## begin Document text

The war brings about
a personal recreation
and transformation.
Douglass saw it as finally,
finally,
the coming of what
he had most hoped for.
During all the winter of 1860,
notes of preparation
for a tremendous conflict
came to us on every wind.
The South was mad and would
listen to no concessions.
They had come
to hate everything
which had the prefix "free."
Free states,
free schools,
free speech,
and freedom generally,
and they would have
no more such prefixes.
This haughty
and unreasonable attitude
of the imperious South
saved the slave
and saved the nation.
From the first, I, for one,
saw this war
as the end of slavery.
In the first year
or two of the war,
he's still
very much an outsider.
He's on the circuit speaking,
but he's just writing
in his newspaper,
month after month after month,
especially criticisms
of the Lincoln administration.
He's trying to light fires
under Republicans,
but he has no access to them.
He's not an insider at all.
The first of January 1863,
was a memorable day
in the progress of American
liberty and civilization.
This proclamation
changed everything.
Abraham Lincoln issues
the Emancipation Proclamation
in part to allow
African Americans
to join the Union cause.
They couldn't up until then.
Not only did it change
the nature of the war,
but it gave Black men,
for the first time,
the legal right
to kill white men.
- And then, he did what.
- Douglass always did.
He went to his desk,
he wrote a new speech.
In that speech,
he famously says,
this proclamation
has the opportunity now
to free us all from the past.
There are certain
great national acts,
which, by their relation
to universal principles,
properly belong to
the whole human family,
and Abraham Lincoln's
proclamation
of the 1st of January, 1863,
is one of these acts.
But I hold that
the proclamation,
good as it is,
will be worthless,
a miserable mockery,
unless the nation shall so far
conquer its prejudice
as to welcome into the army
full-grown Black men
to help fight
the battles of the Republic.

## end Document text
## begin Records supplied

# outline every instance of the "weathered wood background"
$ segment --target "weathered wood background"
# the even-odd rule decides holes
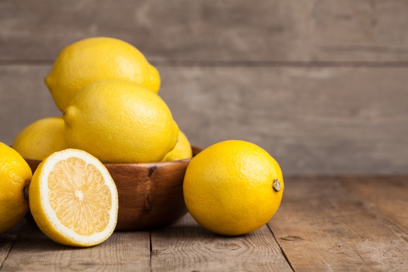
[[[0,141],[61,113],[64,46],[139,48],[193,144],[252,142],[284,175],[408,174],[408,1],[0,2]]]

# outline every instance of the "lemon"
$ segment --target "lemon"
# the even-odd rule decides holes
[[[165,102],[133,82],[104,79],[79,91],[63,114],[68,146],[104,163],[160,161],[178,128]]]
[[[81,40],[60,52],[45,84],[61,112],[76,92],[106,78],[130,80],[157,93],[160,77],[136,47],[121,40],[98,37]]]
[[[166,154],[162,161],[170,161],[189,158],[193,156],[191,145],[183,131],[178,130],[178,141],[174,148]]]
[[[83,150],[66,149],[46,158],[34,172],[29,193],[33,218],[57,242],[93,246],[115,229],[115,183],[104,165]]]
[[[277,162],[258,146],[228,140],[194,157],[183,184],[193,217],[214,233],[238,235],[266,224],[277,210],[284,191]]]
[[[0,143],[0,233],[15,226],[28,211],[29,201],[24,191],[32,175],[22,157]]]
[[[44,159],[55,152],[67,148],[64,125],[61,117],[38,120],[20,131],[12,147],[23,158]]]

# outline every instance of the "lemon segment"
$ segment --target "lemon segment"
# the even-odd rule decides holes
[[[102,242],[117,221],[116,187],[96,158],[76,149],[53,153],[38,166],[29,189],[30,209],[56,242],[88,247]]]

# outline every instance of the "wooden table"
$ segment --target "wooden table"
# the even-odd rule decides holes
[[[408,270],[408,177],[299,177],[285,186],[268,224],[238,237],[210,233],[187,214],[76,248],[27,217],[0,235],[0,270]]]

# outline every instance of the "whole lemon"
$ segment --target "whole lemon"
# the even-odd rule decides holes
[[[24,195],[33,177],[29,165],[18,153],[0,143],[0,233],[11,229],[29,210]]]
[[[186,134],[183,131],[178,130],[178,137],[177,144],[174,148],[166,154],[162,159],[162,161],[171,161],[190,158],[193,156],[193,151],[191,145]]]
[[[178,128],[165,102],[129,80],[103,79],[87,86],[63,118],[68,146],[103,162],[159,161],[177,142]]]
[[[61,117],[46,117],[24,128],[12,147],[25,158],[43,160],[56,151],[68,148]]]
[[[258,146],[221,142],[204,149],[187,167],[186,205],[208,230],[239,235],[266,224],[277,210],[284,181],[277,162]]]
[[[78,91],[106,78],[130,80],[156,93],[160,86],[157,70],[137,48],[124,41],[105,37],[85,39],[64,48],[45,84],[63,112]]]

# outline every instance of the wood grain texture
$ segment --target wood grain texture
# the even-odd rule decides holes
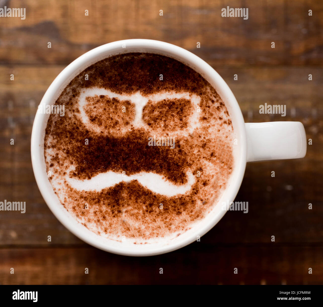
[[[321,2],[5,2],[0,7],[25,7],[26,17],[0,18],[0,201],[26,201],[26,209],[0,213],[0,284],[323,283]],[[248,19],[221,17],[227,5],[248,7]],[[228,212],[200,245],[142,258],[92,248],[66,230],[40,194],[30,155],[37,106],[59,73],[93,48],[138,38],[175,44],[210,64],[246,122],[299,121],[313,142],[303,159],[247,164],[236,200],[248,202],[248,214]],[[266,102],[286,104],[286,116],[260,114]],[[238,267],[242,275],[234,276]]]
[[[323,265],[313,255],[322,252],[315,244],[214,246],[202,241],[148,257],[86,247],[4,248],[0,276],[11,284],[322,284]]]

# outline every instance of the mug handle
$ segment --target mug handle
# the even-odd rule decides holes
[[[307,140],[300,122],[246,123],[247,161],[304,158]]]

## end Records supplied

**Tasks and exercises**
A: From the passage on Douglass and the Civil War, echo everything from "This haughty" down to "end of slavery.".
B: In the passage on Douglass and the Civil War, what had the South come to hate?

**Full solutions**
A:
This haughty
and unreasonable attitude
of the imperious South
saved the slave
and saved the nation.
From the first, I, for one,
saw this war
as the end of slavery.

B: Everything which had the prefix "free."